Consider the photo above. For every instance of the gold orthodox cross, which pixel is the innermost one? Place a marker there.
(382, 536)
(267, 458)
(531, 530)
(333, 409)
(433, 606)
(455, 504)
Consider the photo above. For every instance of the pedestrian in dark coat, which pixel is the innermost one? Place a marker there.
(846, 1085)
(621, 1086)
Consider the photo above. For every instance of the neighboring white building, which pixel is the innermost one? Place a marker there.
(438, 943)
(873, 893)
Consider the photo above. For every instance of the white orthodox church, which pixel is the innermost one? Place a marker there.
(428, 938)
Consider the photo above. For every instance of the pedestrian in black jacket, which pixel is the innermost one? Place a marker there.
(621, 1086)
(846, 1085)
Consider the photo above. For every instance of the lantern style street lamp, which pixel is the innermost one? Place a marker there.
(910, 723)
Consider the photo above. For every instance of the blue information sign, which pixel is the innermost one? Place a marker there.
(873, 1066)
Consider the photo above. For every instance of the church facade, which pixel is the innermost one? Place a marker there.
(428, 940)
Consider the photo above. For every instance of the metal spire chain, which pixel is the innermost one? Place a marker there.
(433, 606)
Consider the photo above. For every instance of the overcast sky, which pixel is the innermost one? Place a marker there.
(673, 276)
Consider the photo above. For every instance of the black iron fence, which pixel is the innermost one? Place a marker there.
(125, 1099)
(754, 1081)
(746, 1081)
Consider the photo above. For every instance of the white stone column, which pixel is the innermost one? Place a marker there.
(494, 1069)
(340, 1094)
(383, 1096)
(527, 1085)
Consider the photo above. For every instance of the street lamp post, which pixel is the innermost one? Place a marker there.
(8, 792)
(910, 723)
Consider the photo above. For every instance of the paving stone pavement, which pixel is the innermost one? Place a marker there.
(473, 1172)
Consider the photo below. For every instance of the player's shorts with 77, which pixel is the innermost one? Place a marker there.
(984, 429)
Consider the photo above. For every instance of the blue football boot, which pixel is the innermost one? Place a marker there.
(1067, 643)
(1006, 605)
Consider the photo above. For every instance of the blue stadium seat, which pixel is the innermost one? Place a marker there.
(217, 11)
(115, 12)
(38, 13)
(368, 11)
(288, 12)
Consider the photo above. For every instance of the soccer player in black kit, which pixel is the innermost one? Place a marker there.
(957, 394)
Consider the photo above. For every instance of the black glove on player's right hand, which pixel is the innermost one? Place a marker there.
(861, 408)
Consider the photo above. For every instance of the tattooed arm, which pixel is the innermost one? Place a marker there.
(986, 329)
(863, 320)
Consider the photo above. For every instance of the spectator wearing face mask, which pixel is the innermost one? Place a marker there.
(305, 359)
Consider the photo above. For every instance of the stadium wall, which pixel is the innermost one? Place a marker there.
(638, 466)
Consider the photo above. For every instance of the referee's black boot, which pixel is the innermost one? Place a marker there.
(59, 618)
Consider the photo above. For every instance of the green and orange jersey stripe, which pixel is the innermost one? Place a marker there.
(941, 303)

> What this task involves:
Your task is to reproduce, exactly and exclusively, the lines from the one holding "Consider the photo below." through the final line of the listing.

> Result below:
Consider the photo below. For every instance of the player's shorts with 77, which pixel is the innermost one? Place a marker there.
(984, 429)
Consider the photo above. For every instance of the blue football boot, which pixel is the innermost one? Place a marker there.
(1067, 643)
(1006, 605)
Consider the photo above. For every instance of the blue stadium seat, which pixel is the innermost one? Place a marker there.
(217, 11)
(115, 12)
(38, 13)
(368, 11)
(288, 12)
Consider the photo above. For every instance of the soccer player in black kit, which pixel is the innermost one? Place a marker there.
(957, 394)
Consider the photo above. For every instance of the black glove on player's right hand, which pixel is the innermost one? Place a marker there.
(861, 408)
Consider the photo above. For every instance of the tattooed arm, which pixel is the innermost one? Place a marker there.
(986, 329)
(863, 320)
Consider the photo above. For every instance of the spectator wearing face mask, which pixel is the innermost one? Place a marker there.
(305, 359)
Consider the photo above. For every instance of the stadium wall, which pixel is the innermost one? Place a marker there.
(638, 466)
Consider the photo above. For every instance of the referee's black boot, which pixel is the innermost one? Place a marker there.
(59, 618)
Consider the photo above. For every instance of the green and orange jersey stripe, which pixel is the innermost one? Place a marker there.
(941, 303)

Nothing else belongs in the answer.